* BEGIN Data lines *
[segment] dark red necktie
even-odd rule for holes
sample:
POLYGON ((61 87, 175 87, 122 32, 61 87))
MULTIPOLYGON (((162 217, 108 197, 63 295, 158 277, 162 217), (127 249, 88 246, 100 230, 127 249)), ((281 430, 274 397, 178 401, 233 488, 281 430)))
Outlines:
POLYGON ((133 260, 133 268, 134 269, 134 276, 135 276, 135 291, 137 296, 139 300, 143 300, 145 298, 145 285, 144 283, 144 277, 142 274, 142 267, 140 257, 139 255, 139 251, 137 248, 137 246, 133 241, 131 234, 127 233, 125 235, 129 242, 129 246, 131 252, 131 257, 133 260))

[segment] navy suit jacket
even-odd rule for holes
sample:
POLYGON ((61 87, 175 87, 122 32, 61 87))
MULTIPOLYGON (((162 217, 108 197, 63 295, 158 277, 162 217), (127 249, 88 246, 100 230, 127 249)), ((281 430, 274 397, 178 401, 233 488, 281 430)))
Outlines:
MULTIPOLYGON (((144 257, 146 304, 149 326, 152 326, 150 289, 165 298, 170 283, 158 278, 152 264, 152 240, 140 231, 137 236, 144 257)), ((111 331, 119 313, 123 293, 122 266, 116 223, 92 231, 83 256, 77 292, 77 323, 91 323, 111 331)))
* END Data lines *
Convert the entries above into a Markdown table with the columns Row and Entry line. Give each non-blank line its own numbered row and leave out blank lines.

▶ [Response to the task]:
| Row | Entry line |
|---|---|
| 1 | [segment] dark red necktie |
| 2 | even-odd rule for holes |
| 3 | sample: |
| 4 | POLYGON ((61 87, 175 87, 122 32, 61 87)) |
| 5 | MULTIPOLYGON (((162 217, 108 197, 63 295, 158 277, 162 217), (127 249, 88 246, 100 230, 127 249)), ((281 430, 274 397, 178 401, 233 488, 281 430))) |
| 6 | Outlines: |
| 7 | POLYGON ((133 260, 133 268, 134 269, 134 276, 135 276, 135 291, 137 296, 139 300, 143 300, 145 298, 145 285, 144 283, 144 277, 142 274, 142 267, 140 257, 139 255, 139 251, 137 248, 137 246, 133 241, 131 234, 127 233, 125 235, 129 242, 129 246, 131 252, 131 257, 133 260)) |
| 8 | [segment] navy suit jacket |
| 9 | even-odd rule for holes |
| 10 | sample: |
| 11 | POLYGON ((61 87, 175 87, 122 32, 61 87)) |
| 12 | MULTIPOLYGON (((162 217, 108 197, 63 295, 158 277, 162 217), (127 249, 88 246, 100 230, 127 249)), ((281 430, 274 397, 178 401, 233 488, 281 430))) |
| 13 | Outlines: |
| 14 | MULTIPOLYGON (((144 257, 146 304, 149 326, 152 326, 150 289, 165 298, 170 283, 158 278, 152 264, 152 240, 140 231, 137 236, 144 257)), ((111 331, 119 313, 123 293, 122 266, 116 223, 92 231, 83 256, 77 292, 77 323, 91 323, 111 331))) |